Entri dari sebuah kumpulan data:
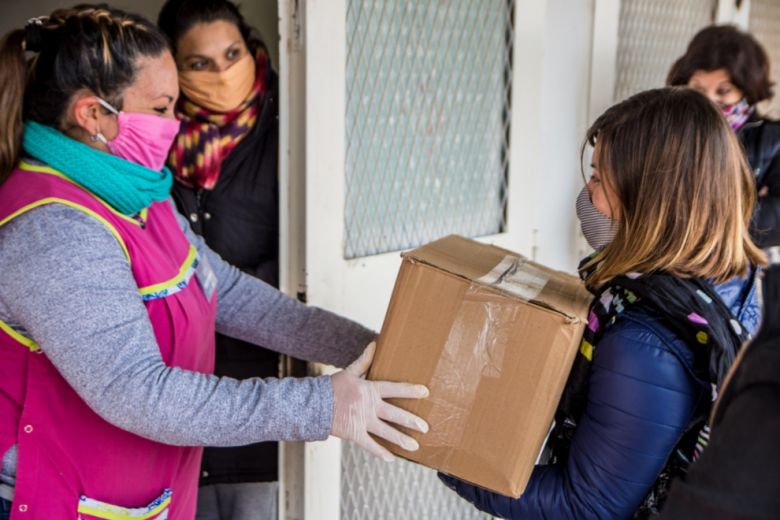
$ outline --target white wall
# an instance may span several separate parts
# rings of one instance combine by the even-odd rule
[[[535,184],[535,258],[574,271],[579,225],[574,201],[583,186],[580,144],[590,121],[591,33],[595,0],[548,0],[542,85],[543,171]]]

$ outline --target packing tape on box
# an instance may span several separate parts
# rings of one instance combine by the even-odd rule
[[[426,445],[432,448],[429,462],[443,471],[450,469],[449,448],[461,444],[469,426],[480,384],[501,377],[512,341],[505,325],[513,321],[515,308],[500,303],[494,293],[476,283],[461,302],[430,383],[446,396],[429,398],[431,429],[425,436]],[[475,328],[473,317],[480,314],[481,327]]]
[[[539,296],[550,277],[522,257],[507,255],[477,283],[495,287],[530,301]]]

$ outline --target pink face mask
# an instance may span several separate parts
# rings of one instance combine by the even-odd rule
[[[110,141],[100,132],[95,138],[108,146],[117,157],[150,170],[162,170],[181,123],[154,114],[120,112],[106,101],[100,98],[98,101],[106,110],[116,114],[119,132]]]

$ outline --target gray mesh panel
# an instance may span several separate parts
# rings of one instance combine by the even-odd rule
[[[341,458],[342,520],[477,520],[491,518],[445,487],[430,469],[382,462],[352,443]]]
[[[713,22],[716,8],[717,0],[623,0],[615,101],[663,87],[672,63],[693,35]]]
[[[513,0],[349,0],[345,258],[503,230],[512,16]]]

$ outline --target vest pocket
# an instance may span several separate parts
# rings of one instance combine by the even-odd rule
[[[173,492],[166,488],[162,495],[143,507],[121,507],[87,496],[79,498],[78,520],[167,520]]]

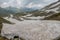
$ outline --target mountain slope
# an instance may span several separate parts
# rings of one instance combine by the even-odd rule
[[[47,12],[50,12],[50,11],[58,12],[57,10],[59,8],[60,8],[60,1],[57,1],[57,2],[51,3],[50,5],[42,8],[41,10],[47,11]]]

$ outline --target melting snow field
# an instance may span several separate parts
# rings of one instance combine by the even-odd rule
[[[15,24],[4,24],[2,35],[12,38],[15,35],[26,40],[52,40],[60,36],[60,21],[8,19]]]

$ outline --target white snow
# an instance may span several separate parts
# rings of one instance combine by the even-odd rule
[[[14,25],[4,24],[2,35],[12,38],[15,35],[26,40],[52,40],[60,35],[60,21],[24,20],[10,18]]]

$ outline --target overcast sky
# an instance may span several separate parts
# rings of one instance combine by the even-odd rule
[[[28,8],[42,8],[57,0],[0,0],[0,6],[5,7],[28,7]]]

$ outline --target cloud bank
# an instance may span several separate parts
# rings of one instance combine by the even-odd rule
[[[2,8],[9,6],[17,8],[42,8],[55,1],[57,0],[0,0],[0,5]]]

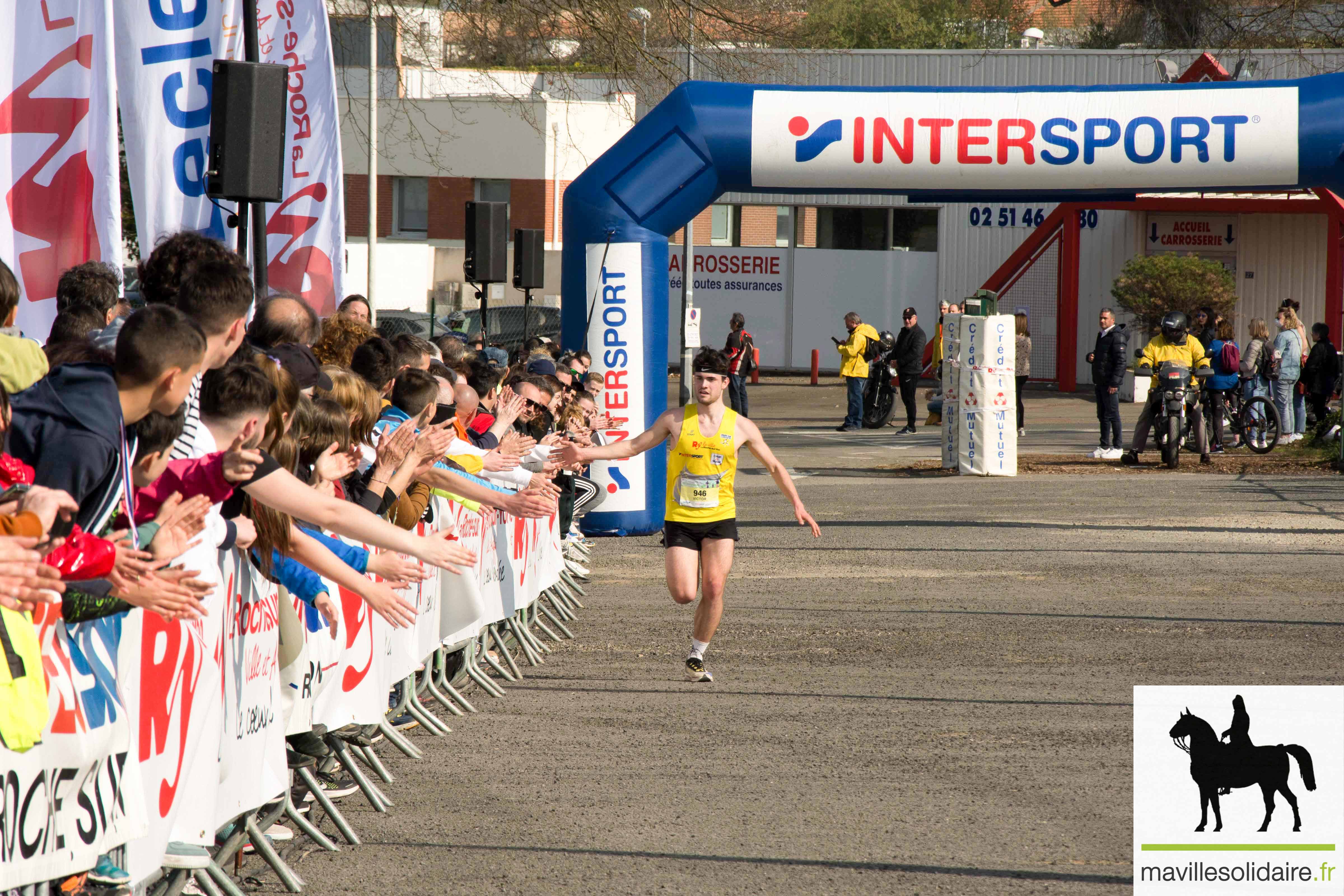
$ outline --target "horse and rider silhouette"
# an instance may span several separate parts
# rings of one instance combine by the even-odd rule
[[[1214,805],[1215,832],[1223,829],[1223,813],[1219,809],[1220,794],[1230,794],[1232,787],[1259,785],[1265,795],[1265,821],[1259,829],[1269,830],[1270,815],[1274,814],[1274,791],[1293,807],[1293,830],[1302,829],[1302,817],[1297,813],[1297,797],[1288,789],[1288,758],[1297,759],[1302,772],[1302,783],[1308,790],[1316,790],[1316,771],[1312,768],[1312,754],[1297,744],[1257,747],[1250,737],[1251,717],[1246,712],[1246,701],[1241,695],[1232,699],[1232,724],[1223,732],[1228,742],[1214,735],[1214,728],[1199,716],[1191,715],[1189,707],[1181,713],[1168,732],[1172,742],[1189,754],[1189,776],[1199,785],[1199,827],[1208,823],[1208,805]],[[1188,744],[1181,743],[1189,739]]]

→ **Rincian tugas**:
Tuliskan kembali baris-baris materi tanpa perubahan, mulai dari baris yang memuat "pink face mask" dan berhenti setelah baris yang memuat "[[[2,8],[9,6],[17,8],[42,8],[55,1],[57,0],[0,0],[0,5]]]". Kedua baris itu ikut ditulis, tetapi baris penanda gambar tidak dimasukkan ke dalam jawaban.

→ **Jawaban latihan**:
$ outline --target pink face mask
# an instance may span several separate parts
# rings of one instance combine by the even-odd rule
[[[110,141],[100,132],[95,138],[108,146],[117,157],[150,170],[162,170],[181,123],[154,114],[120,112],[106,101],[100,98],[98,101],[106,110],[116,114],[119,132]]]

$ outline --target gray mesh panel
# an instance may span several separate parts
# rings of one instance combine by the even-odd rule
[[[341,458],[342,520],[477,520],[491,518],[445,487],[430,469],[382,462],[352,443]]]
[[[713,22],[716,8],[717,0],[623,0],[615,101],[663,87],[672,63],[693,35]]]
[[[513,0],[349,0],[345,258],[503,230],[512,16]]]

$ outline --target vest pocket
# an instance may span several separate parts
# rings of one instance combine by the even-odd rule
[[[173,492],[166,488],[162,495],[143,507],[121,507],[87,496],[79,498],[78,520],[167,520]]]

$ outline --target mountain slope
# an instance may span several separate parts
# rings of one instance combine by the even-odd rule
[[[47,12],[50,12],[50,11],[58,12],[57,10],[59,8],[60,8],[60,1],[57,1],[57,2],[51,3],[50,5],[42,8],[41,10],[47,11]]]

$ outline --target melting snow field
# an instance may span several separate parts
# rings of one instance combine by the even-odd rule
[[[15,24],[4,24],[2,35],[12,38],[15,35],[26,40],[52,40],[60,36],[60,21],[8,19]]]

$ outline --target white snow
# an instance may span several separate parts
# rings of one instance combine by the even-odd rule
[[[14,25],[4,24],[2,35],[12,38],[15,35],[26,40],[52,40],[60,35],[60,21],[24,20],[10,18]]]

$ outline --target overcast sky
# an instance may span several separate parts
# rings of one instance combine by the even-odd rule
[[[28,8],[42,8],[57,0],[0,0],[0,6],[5,7],[28,7]]]

$ outline --target cloud bank
# an instance may span several separate parts
# rings of one instance combine by the even-odd rule
[[[2,8],[9,6],[17,8],[42,8],[55,1],[57,0],[0,0],[0,5]]]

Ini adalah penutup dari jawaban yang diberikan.